**Task directions**
Could you return each entry below exactly as written, minus any pictures?

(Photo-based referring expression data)
------------------------------------
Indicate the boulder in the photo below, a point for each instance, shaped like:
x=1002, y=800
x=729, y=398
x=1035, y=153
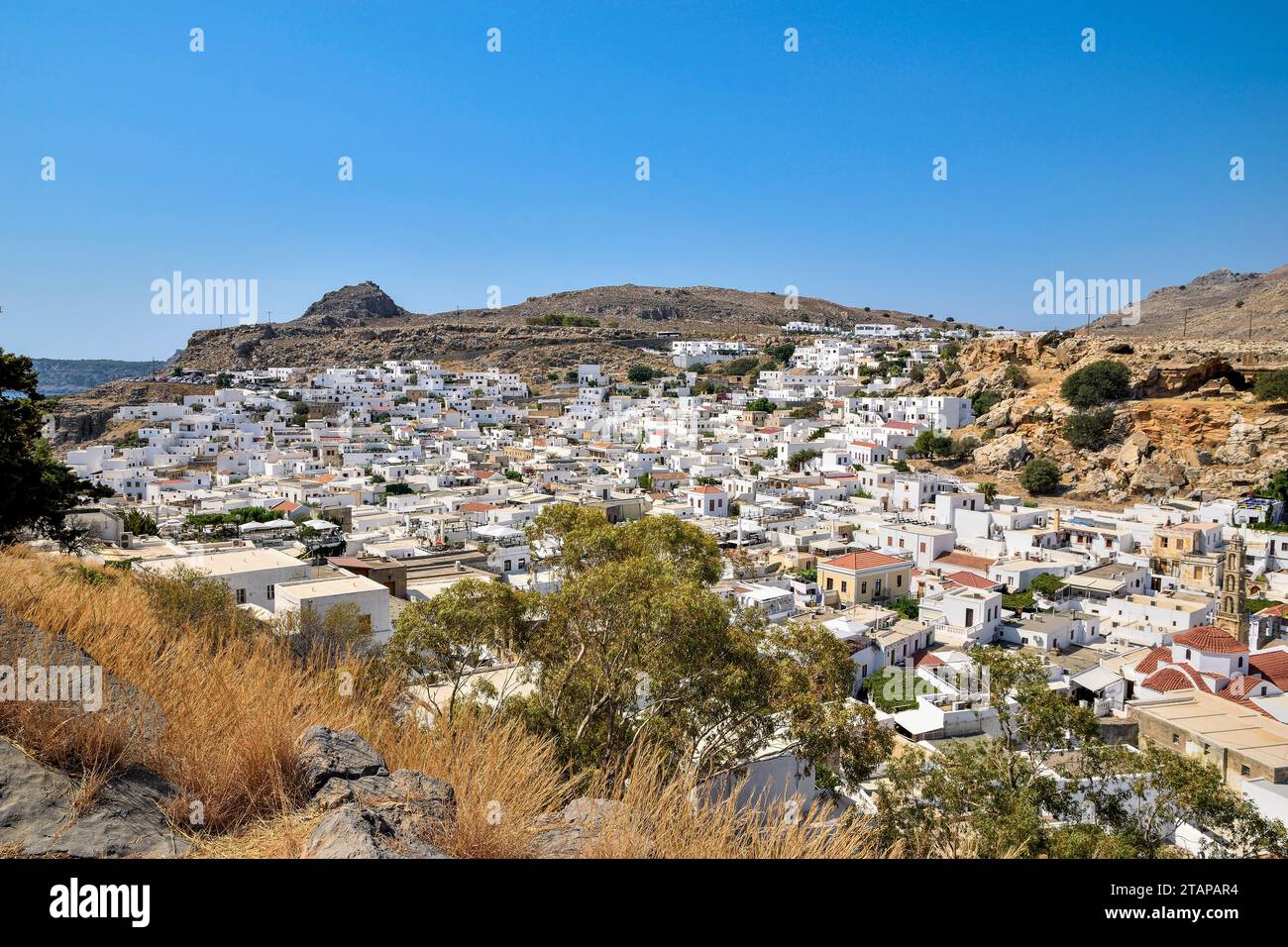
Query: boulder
x=326, y=754
x=566, y=834
x=372, y=813
x=39, y=815
x=1008, y=453
x=359, y=831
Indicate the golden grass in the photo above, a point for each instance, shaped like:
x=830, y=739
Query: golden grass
x=236, y=705
x=661, y=817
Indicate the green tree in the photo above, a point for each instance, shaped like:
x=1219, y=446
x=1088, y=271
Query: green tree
x=1089, y=429
x=635, y=650
x=639, y=373
x=1096, y=384
x=1273, y=385
x=807, y=411
x=798, y=460
x=907, y=607
x=984, y=402
x=782, y=352
x=1016, y=376
x=140, y=523
x=1047, y=583
x=467, y=626
x=37, y=491
x=1041, y=475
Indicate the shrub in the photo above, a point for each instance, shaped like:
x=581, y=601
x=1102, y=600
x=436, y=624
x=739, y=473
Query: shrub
x=802, y=458
x=1273, y=385
x=739, y=367
x=1017, y=376
x=984, y=402
x=639, y=373
x=1096, y=384
x=1089, y=429
x=1041, y=475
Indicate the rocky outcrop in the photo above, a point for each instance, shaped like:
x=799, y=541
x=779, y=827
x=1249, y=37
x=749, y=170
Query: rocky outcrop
x=370, y=812
x=42, y=814
x=566, y=834
x=1006, y=453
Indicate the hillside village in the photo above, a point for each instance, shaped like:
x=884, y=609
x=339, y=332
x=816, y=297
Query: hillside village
x=380, y=486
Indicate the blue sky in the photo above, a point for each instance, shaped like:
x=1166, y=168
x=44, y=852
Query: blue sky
x=518, y=169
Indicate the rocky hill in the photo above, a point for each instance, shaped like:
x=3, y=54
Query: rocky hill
x=1220, y=304
x=362, y=324
x=72, y=375
x=86, y=416
x=1190, y=427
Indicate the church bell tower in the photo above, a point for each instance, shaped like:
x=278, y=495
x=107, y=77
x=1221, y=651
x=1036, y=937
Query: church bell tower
x=1231, y=615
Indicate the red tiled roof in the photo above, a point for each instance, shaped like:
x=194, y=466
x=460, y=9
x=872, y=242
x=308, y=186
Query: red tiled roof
x=863, y=561
x=926, y=659
x=1271, y=665
x=1168, y=680
x=1149, y=664
x=1211, y=639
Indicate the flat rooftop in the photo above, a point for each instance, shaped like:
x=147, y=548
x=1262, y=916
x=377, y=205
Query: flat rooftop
x=1224, y=723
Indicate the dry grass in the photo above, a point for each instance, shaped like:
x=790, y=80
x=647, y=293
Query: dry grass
x=236, y=705
x=658, y=818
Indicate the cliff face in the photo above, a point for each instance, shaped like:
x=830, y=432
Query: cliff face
x=362, y=324
x=1190, y=427
x=86, y=416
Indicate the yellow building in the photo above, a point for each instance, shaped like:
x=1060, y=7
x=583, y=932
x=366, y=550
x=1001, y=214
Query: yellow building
x=857, y=578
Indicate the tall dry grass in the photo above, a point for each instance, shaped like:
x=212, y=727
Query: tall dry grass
x=664, y=817
x=235, y=706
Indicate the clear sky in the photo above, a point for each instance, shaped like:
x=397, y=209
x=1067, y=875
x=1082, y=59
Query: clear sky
x=516, y=169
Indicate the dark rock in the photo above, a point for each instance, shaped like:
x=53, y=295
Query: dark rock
x=38, y=814
x=326, y=754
------------------------------------
**Result of this task**
Indicate the boulder in the photo below, a point for each instance, shaped like:
x=1002, y=800
x=729, y=398
x=1035, y=153
Query: boulder
x=326, y=754
x=566, y=834
x=372, y=813
x=39, y=815
x=1008, y=453
x=359, y=831
Indicate the golden grass in the photo above, a point for each instance, shaped like:
x=830, y=739
Query: golden grass
x=236, y=705
x=661, y=817
Indicate the green tree in the photo above, a point for each instance, shaped like:
x=1219, y=446
x=1088, y=271
Query: green tree
x=1089, y=429
x=635, y=650
x=639, y=373
x=1096, y=384
x=1273, y=385
x=807, y=411
x=798, y=460
x=907, y=607
x=984, y=402
x=782, y=352
x=1016, y=376
x=140, y=523
x=1047, y=583
x=467, y=626
x=37, y=491
x=1041, y=475
Indicate the shrub in the photo above, a point for each instance, shaped like:
x=581, y=601
x=1102, y=600
x=436, y=624
x=739, y=473
Query: shrub
x=802, y=458
x=1273, y=385
x=739, y=367
x=1017, y=376
x=984, y=402
x=639, y=373
x=1096, y=384
x=1089, y=429
x=1041, y=475
Indicate the rocky outcrop in the photo above, a point for each instance, shaped like:
x=799, y=541
x=779, y=827
x=1249, y=37
x=749, y=170
Query: rocky outcrop
x=370, y=812
x=42, y=814
x=566, y=834
x=1006, y=453
Indicate the hillside village in the photo above, a point for each instance, shaped like:
x=884, y=609
x=339, y=332
x=816, y=297
Query: hillside village
x=380, y=486
Indicate the blue sky in the photo above, a point for each instance, shaped like:
x=1166, y=168
x=44, y=852
Query: blue sky
x=518, y=169
Indicate the rocky hill in the photo above, a point for each instance, shaped like:
x=3, y=54
Query: rocky hill
x=1220, y=304
x=362, y=324
x=72, y=375
x=86, y=416
x=1190, y=427
Indicate the church bell tower in the photo above, a point for each instance, shaped like:
x=278, y=495
x=107, y=77
x=1221, y=651
x=1036, y=937
Query: church bell tower
x=1231, y=615
Indicate the red tiled roof in the photo above, a point for each instance, shaped like:
x=194, y=466
x=460, y=9
x=872, y=242
x=308, y=186
Query: red tiled roof
x=863, y=561
x=926, y=659
x=1271, y=665
x=1168, y=680
x=1149, y=664
x=1211, y=639
Indicate the flat rooftop in the photo above, a point for each instance, shaped like:
x=147, y=548
x=1262, y=916
x=377, y=205
Query: flat rooftop
x=1224, y=723
Indicate the dry grass in the photo above, a point for each instance, shaped like:
x=790, y=80
x=647, y=293
Query: dry grass
x=236, y=705
x=658, y=818
Indicate the cliff face in the photo above, a point for each instance, shaped like:
x=830, y=432
Query: cliff face
x=362, y=324
x=1190, y=427
x=86, y=416
Indicate the yellow building in the photo above, a point for each instance, shaped like:
x=1060, y=7
x=583, y=932
x=366, y=550
x=1001, y=214
Query: yellow building
x=857, y=578
Indicate the tall dry grass in the photo above, a point for each instance, shaped like:
x=212, y=727
Query: tall dry grass
x=664, y=817
x=235, y=706
Indicate the clear sky in the photo above, a point for each instance, shaped like:
x=397, y=209
x=1067, y=875
x=1082, y=59
Query: clear sky
x=516, y=169
Indicate the dark rock in the photo above, a point for each instance, shaped like:
x=53, y=295
Query: dark rock
x=38, y=814
x=326, y=754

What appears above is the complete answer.